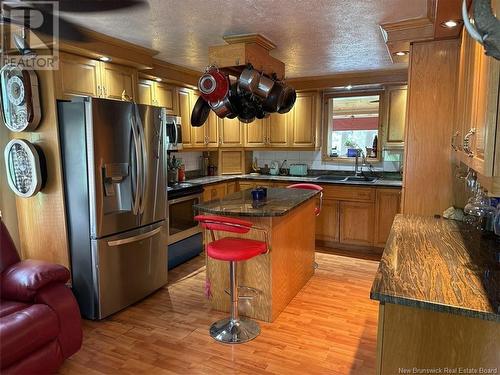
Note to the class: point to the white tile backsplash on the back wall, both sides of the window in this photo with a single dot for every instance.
(392, 160)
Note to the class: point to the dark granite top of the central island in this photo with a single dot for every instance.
(279, 202)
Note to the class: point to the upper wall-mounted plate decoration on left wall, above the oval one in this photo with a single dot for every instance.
(20, 98)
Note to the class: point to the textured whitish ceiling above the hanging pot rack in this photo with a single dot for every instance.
(315, 37)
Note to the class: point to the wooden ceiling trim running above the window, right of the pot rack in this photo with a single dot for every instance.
(353, 78)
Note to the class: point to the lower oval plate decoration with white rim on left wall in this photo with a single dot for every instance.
(24, 172)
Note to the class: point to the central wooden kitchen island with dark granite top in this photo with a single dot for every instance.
(272, 279)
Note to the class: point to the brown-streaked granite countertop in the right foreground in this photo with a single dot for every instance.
(442, 265)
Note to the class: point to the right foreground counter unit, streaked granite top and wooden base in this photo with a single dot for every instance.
(438, 284)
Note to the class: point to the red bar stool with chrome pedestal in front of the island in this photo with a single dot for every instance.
(233, 330)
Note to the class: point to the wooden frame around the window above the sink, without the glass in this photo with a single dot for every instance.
(327, 95)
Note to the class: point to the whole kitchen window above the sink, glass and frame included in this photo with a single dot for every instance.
(352, 126)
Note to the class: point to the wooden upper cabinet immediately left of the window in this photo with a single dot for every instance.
(304, 120)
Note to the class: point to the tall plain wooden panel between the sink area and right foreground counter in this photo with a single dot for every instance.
(428, 175)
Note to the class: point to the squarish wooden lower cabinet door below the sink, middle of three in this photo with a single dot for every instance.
(357, 222)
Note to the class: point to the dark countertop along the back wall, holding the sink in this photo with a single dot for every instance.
(214, 179)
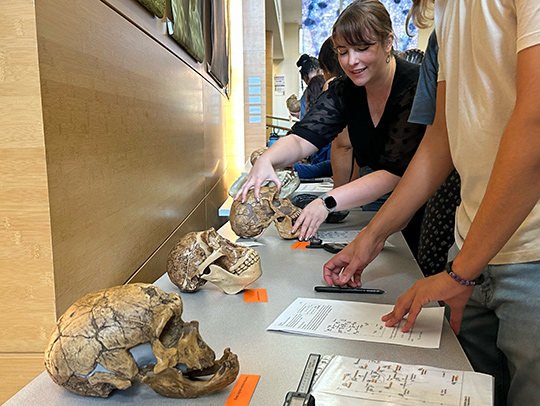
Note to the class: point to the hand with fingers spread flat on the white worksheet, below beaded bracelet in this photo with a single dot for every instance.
(437, 287)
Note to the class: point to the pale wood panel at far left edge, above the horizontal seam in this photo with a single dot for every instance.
(26, 281)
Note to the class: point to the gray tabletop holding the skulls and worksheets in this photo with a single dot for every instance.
(279, 358)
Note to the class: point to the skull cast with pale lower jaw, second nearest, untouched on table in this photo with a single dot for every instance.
(206, 256)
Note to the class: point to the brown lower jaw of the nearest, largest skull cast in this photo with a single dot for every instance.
(172, 383)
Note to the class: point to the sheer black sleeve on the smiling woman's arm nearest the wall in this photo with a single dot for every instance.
(325, 119)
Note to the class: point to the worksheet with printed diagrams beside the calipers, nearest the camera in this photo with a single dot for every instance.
(402, 384)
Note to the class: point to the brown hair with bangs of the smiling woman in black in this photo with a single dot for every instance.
(363, 22)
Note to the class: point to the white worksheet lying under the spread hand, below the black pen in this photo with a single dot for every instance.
(358, 321)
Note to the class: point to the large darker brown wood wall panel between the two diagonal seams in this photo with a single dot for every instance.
(124, 136)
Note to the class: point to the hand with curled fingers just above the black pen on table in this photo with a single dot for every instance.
(346, 267)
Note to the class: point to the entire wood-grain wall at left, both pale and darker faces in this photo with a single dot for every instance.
(112, 148)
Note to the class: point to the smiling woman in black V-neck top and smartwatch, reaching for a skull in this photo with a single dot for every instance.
(373, 100)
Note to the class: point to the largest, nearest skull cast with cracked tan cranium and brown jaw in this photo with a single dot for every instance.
(97, 343)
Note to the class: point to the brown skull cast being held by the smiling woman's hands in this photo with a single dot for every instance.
(251, 218)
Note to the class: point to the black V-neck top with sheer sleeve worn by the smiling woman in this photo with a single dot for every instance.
(389, 146)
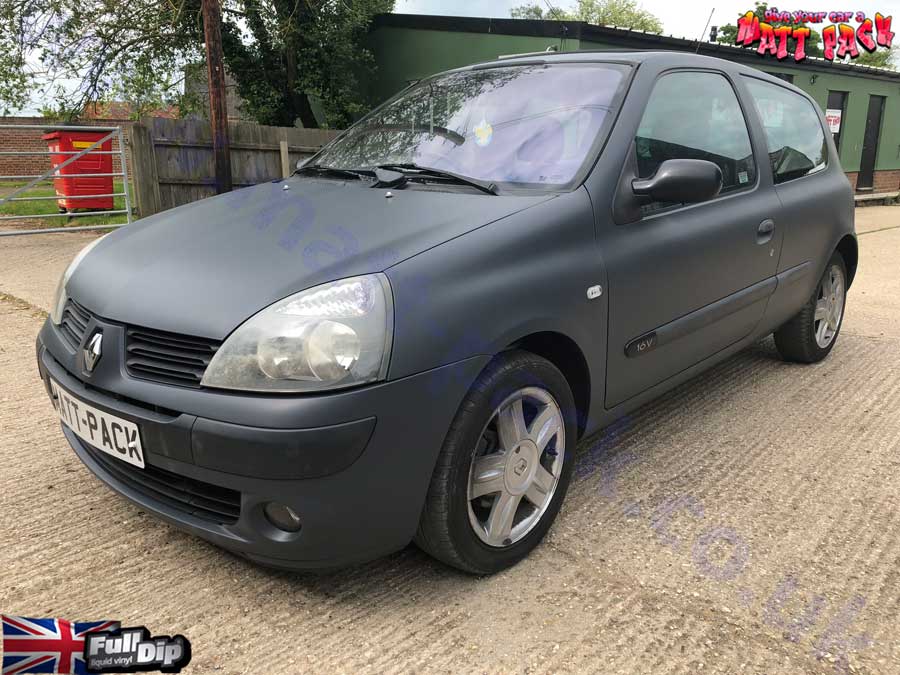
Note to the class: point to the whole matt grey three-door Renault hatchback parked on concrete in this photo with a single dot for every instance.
(405, 340)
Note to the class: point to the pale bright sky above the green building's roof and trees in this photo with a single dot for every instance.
(681, 19)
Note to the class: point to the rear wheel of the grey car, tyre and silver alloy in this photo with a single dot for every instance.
(811, 334)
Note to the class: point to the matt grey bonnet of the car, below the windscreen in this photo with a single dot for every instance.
(203, 268)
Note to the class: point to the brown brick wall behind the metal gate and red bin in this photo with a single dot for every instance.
(30, 140)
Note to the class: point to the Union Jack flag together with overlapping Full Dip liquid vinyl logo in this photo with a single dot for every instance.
(83, 647)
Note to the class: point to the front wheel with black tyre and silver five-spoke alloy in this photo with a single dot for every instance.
(504, 467)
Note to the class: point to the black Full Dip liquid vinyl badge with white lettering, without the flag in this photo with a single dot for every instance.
(131, 650)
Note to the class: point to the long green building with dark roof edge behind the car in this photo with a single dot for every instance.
(864, 102)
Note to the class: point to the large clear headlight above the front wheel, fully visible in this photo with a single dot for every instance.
(327, 337)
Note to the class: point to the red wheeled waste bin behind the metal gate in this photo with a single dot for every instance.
(75, 192)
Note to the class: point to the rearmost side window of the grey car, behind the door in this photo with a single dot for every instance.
(794, 132)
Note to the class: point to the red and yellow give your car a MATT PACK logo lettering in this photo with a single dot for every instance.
(780, 33)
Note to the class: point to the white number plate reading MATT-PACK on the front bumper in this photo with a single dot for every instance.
(108, 433)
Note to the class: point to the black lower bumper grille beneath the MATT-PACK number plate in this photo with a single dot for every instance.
(203, 500)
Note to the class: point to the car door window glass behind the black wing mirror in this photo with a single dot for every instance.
(695, 115)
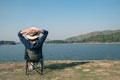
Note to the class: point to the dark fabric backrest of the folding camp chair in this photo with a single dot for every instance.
(34, 56)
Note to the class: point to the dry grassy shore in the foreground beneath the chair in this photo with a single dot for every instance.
(64, 70)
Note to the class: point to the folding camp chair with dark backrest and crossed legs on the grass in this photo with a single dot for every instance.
(34, 61)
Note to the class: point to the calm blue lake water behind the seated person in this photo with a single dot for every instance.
(10, 53)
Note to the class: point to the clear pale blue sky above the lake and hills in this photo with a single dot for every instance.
(62, 18)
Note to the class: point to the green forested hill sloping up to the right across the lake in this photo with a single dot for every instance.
(98, 36)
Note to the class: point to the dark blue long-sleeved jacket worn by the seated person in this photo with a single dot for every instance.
(37, 47)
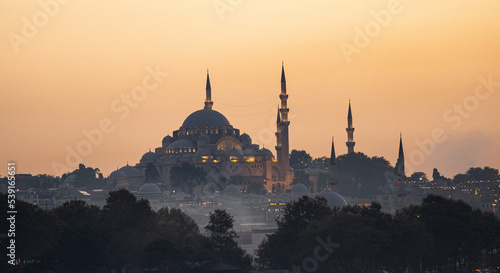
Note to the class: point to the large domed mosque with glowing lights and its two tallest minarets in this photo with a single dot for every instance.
(207, 139)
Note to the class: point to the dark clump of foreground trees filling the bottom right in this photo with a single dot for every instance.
(440, 235)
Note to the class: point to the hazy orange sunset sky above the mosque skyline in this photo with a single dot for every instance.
(428, 69)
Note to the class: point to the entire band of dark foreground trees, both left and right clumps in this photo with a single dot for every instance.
(440, 235)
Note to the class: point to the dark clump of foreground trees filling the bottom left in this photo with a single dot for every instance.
(124, 235)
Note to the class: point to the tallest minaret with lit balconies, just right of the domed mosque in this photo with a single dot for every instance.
(282, 145)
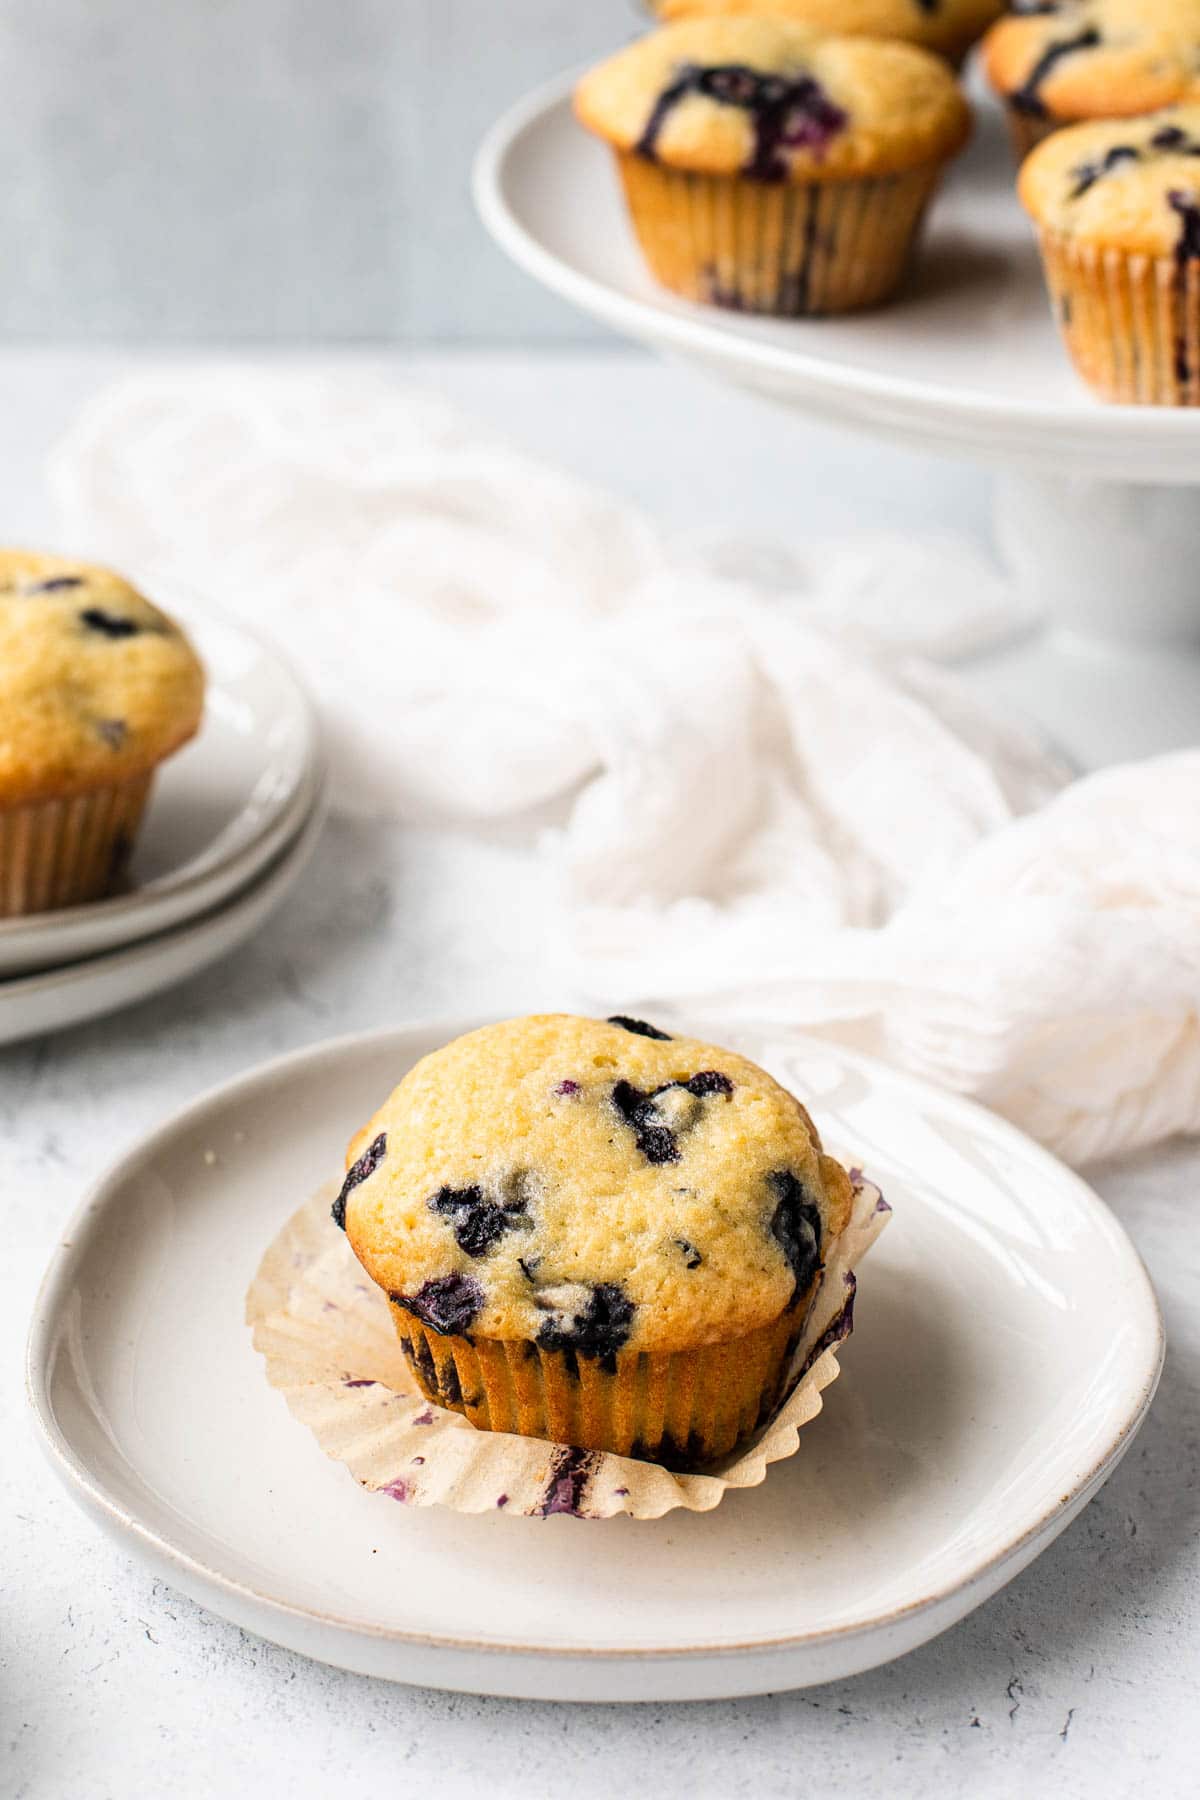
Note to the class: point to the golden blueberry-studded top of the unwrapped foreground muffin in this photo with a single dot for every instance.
(593, 1185)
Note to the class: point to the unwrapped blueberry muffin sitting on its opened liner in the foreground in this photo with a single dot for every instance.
(596, 1234)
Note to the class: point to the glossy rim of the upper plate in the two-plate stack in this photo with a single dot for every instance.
(181, 885)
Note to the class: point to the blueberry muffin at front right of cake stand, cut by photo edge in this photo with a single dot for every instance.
(1118, 215)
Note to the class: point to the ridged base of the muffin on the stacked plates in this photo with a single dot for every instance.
(66, 852)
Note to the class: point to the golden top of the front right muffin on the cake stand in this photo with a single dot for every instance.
(1129, 184)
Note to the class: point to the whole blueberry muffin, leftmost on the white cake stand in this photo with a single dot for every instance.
(771, 170)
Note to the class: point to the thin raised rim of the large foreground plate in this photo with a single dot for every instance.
(96, 1498)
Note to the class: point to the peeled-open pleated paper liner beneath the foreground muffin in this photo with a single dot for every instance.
(327, 1335)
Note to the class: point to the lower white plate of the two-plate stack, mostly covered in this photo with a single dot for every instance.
(33, 1005)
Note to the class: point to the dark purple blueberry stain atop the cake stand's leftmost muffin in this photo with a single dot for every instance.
(785, 112)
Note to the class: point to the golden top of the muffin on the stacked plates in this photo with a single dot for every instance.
(96, 685)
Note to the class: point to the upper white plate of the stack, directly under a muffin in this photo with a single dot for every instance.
(219, 813)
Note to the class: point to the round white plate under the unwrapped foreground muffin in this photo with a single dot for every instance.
(1007, 1349)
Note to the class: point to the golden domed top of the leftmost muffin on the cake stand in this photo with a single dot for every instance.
(775, 102)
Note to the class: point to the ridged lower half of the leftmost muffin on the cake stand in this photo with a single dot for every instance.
(789, 249)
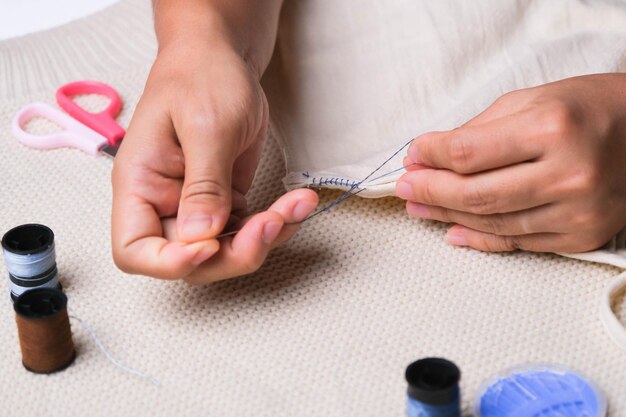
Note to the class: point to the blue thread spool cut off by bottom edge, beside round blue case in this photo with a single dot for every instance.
(433, 388)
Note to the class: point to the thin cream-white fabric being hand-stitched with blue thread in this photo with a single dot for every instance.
(354, 81)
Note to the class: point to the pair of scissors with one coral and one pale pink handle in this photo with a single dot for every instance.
(90, 132)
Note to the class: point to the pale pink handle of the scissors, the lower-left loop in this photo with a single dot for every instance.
(74, 134)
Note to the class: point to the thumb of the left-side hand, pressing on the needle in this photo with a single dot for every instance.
(205, 201)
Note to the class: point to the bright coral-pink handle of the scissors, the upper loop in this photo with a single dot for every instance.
(102, 122)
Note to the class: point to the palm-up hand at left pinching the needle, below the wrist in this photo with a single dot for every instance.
(185, 165)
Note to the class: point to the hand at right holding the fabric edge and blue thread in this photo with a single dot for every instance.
(542, 169)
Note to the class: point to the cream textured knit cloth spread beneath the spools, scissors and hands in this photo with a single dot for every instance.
(325, 328)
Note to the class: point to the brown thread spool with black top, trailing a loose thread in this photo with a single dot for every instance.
(44, 330)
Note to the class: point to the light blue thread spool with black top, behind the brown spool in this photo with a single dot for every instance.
(30, 258)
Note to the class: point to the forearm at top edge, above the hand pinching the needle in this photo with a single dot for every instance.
(248, 26)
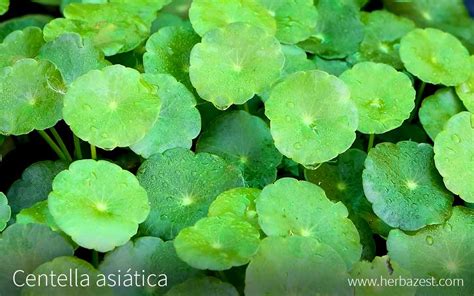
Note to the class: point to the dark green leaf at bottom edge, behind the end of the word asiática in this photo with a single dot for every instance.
(147, 255)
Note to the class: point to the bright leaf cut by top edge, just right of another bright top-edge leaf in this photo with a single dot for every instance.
(295, 20)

**********

■ HOW TO COMPLETE THIS TASK
Transcribe nothing except the lines from the one with "Note to the class: point to the bright leaf" through the end of the data above, each exactly as it appears.

■ ANSWER FOR THE TASK
Note to the class: point to the bright leaf cut by top edge, just right of another bright top-edge leaf in this photo with a single dot for every instance.
(295, 20)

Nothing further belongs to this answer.